▸ 给定文段:
%%

本发明解决的技术难题和有益效果:现有技术中柔性太阳电池存在的缺陷在于:窗口层大多采用溅射法制成的下层高阻本征ZnO薄膜(i-ZnO)和上层低阻透明导电氧化物,所以窗口层具有一定脆性,同时在溅射法制备窗口层过程中会对底层薄膜的物理损伤,并且窗口层制备成本高,难以工业化生产应用。而本发明申请采用石墨烯材料用于制备太阳能电池窗口层有效地解决了上述问题,发明人大量研究发现:石墨烯具有对太阳光吸收约为2.3%,且比表面积大,对太阳光的反射损失小的特点,满足窗口层的光学条件,同时石墨烯具有高电子迁移率,满足窗口层构成集流体的条件。发明人进一步研究发现:经过光刻蚀、边缘修饰、掺杂质元素以及氢化等方法处理可使石墨烯成为宽带隙n型半导体,运用到薄膜太阳电池窗口层中可参与太阳电池p-n结,起到优化能带结构,避免电池短路及增加开路电压的作用,满足替代高阻本征氧化锌的条件。另外石墨烯窗口层采用化学气相沉积法(CVD)或氧化-还原法制备,这些方法相较于制备传统窗口层(本征ZnO层以及透明导电氧化物(TCO))的溅射法对底层薄膜带来的物理损伤更小,有利于提升电池器件效率。特别是本发明通过石墨烯制备的窗口层同时具有良好的柔韧性,解决了以往窗口层脆性的缺点。相对现有技术,本发明的优势在于:具有本发明柔性铜基硫属半导体薄膜太阳电池窗口层结构的柔性太阳电池可解决传统柔性太阳电池抗弯折性差的问题,且制备过程中各膜层得到完整保护并没有受到溅射的物理损伤,降低了柔性太阳能电池的生产成本。相较于目前石墨烯仅用作薄膜太阳电池透明前电极的现状,有利于使得石墨烯在太阳电池领域得到实质性的应用,易于实现大规模卷对卷工业化生产,有利于大面积、低成本、大规模工业推广与应用。
附图说明
【图1】为使用改性石墨烯和石墨烯制备窗口层的柔性铜基硫属半导体薄膜太阳电池结构示意图;
【图2】以石墨烯为窗口层的CuInSe2薄膜各元素EDS分布图(C的EDS分布图上黑色为对应元素,Cu,In,Se的EDS分布图上白色为对应元素);
【图3】为实施例2所述制备得的石墨烯窗口层铜铟镓硒薄膜太阳电池弯曲特性测试之前;
【图4】为实施例2所述制备得的石墨烯窗口层铜铟镓硒薄膜太阳电池弯曲特性测试之后。
具体实施方案
以下实施例旨在进一步说明本发明内容,而不是限制本发明权利要求保护的范围。

%%

▸ 给定任务 A: 从数据中选出所有包含字符串“wing”的行,照原样抄出每一行。

▸ 输入数据:

%%

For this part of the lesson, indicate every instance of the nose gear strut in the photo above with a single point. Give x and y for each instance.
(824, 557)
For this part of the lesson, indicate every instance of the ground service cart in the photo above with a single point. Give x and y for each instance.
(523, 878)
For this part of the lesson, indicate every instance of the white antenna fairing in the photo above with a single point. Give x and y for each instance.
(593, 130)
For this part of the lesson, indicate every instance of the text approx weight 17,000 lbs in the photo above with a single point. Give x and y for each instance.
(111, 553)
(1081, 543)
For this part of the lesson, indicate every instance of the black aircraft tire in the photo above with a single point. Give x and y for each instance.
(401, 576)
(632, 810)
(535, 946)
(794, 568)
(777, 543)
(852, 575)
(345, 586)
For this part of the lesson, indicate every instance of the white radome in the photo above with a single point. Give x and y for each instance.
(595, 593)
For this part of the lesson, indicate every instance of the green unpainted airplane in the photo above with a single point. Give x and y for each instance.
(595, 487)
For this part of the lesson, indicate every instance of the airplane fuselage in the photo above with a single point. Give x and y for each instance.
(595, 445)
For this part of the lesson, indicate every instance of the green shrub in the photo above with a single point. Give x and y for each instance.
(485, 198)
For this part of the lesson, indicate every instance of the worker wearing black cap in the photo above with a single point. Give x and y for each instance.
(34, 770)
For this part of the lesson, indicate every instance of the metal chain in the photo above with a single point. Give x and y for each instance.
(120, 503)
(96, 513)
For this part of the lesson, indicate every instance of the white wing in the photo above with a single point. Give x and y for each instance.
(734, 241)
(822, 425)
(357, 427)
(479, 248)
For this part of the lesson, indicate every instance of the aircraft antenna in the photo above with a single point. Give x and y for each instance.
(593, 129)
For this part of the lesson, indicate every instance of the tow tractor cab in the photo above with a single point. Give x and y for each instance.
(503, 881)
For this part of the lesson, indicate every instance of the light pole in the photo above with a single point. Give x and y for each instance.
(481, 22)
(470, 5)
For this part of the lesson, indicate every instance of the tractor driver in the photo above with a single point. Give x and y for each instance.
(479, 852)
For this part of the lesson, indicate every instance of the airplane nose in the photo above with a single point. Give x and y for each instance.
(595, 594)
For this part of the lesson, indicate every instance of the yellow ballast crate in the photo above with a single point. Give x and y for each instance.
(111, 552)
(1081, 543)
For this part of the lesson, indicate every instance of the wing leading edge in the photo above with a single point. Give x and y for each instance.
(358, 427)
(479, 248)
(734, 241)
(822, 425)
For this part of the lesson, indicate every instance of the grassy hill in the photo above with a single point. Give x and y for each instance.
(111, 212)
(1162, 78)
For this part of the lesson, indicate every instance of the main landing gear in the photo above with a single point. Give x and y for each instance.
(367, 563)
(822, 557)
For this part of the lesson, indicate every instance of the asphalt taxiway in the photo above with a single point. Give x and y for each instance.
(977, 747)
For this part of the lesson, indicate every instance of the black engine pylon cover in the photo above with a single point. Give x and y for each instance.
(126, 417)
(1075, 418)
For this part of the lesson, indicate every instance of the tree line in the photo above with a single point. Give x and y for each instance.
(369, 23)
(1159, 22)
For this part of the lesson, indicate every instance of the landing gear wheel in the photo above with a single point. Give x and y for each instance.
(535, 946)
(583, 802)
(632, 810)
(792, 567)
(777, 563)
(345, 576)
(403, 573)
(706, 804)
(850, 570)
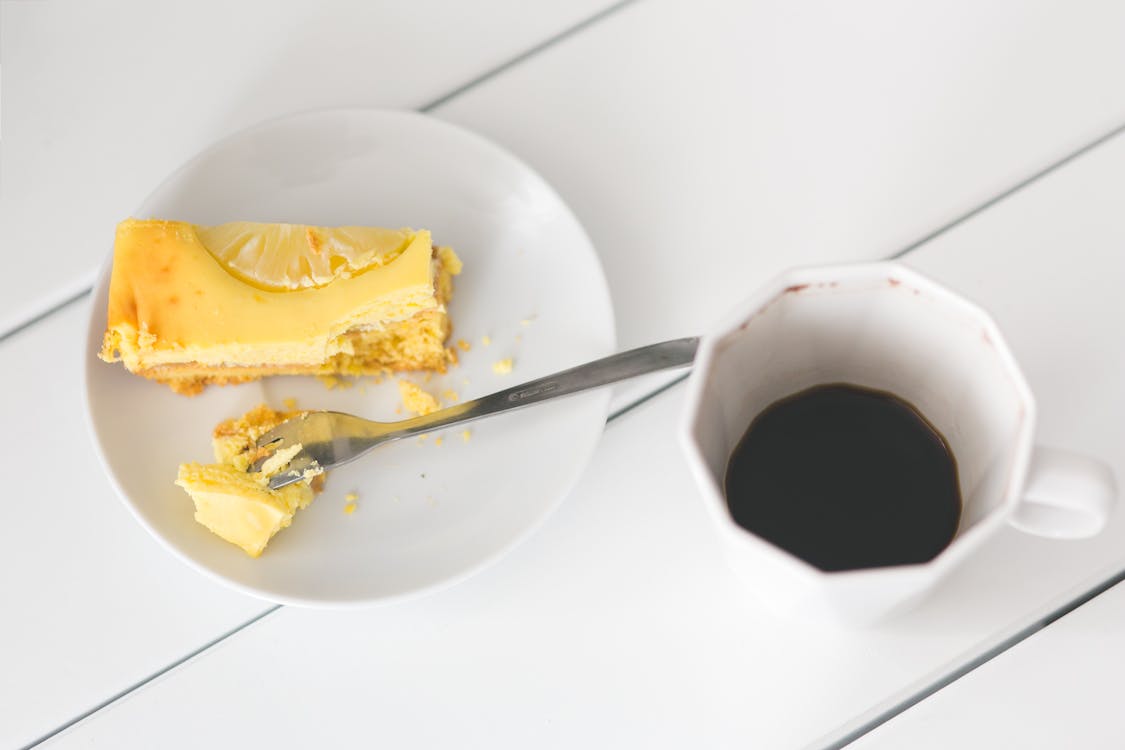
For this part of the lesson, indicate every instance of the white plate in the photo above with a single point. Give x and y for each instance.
(428, 515)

%%

▸ 给定任务 B: 对照给定文段,判断下列说法是否成立,每项答“是”或“否”,并逐字引用文段中起决定作用的原话:(i) 石墨烯对太阳光的吸收约为2.3%;(ii) 石墨烯窗口层采用溅射法制备;(iii) 图3所示为弯曲特性测试之后的电池。

▸ 任务答案 A:
For this part of the lesson, indicate every instance of the white wing in the photo above with a single point. Give x and y for each instance.
For this part of the lesson, indicate every instance of the wing leading edge in the photo above with a single point. Give x and y for each instance.

▸ 任务答案 B:
(i) 是。“石墨烯具有对太阳光吸收约为2.3%”
(ii) 否。“石墨烯窗口层采用化学气相沉积法(CVD)或氧化-还原法制备”
(iii) 否。“【图3】为实施例2所述制备得的石墨烯窗口层铜铟镓硒薄膜太阳电池弯曲特性测试之前”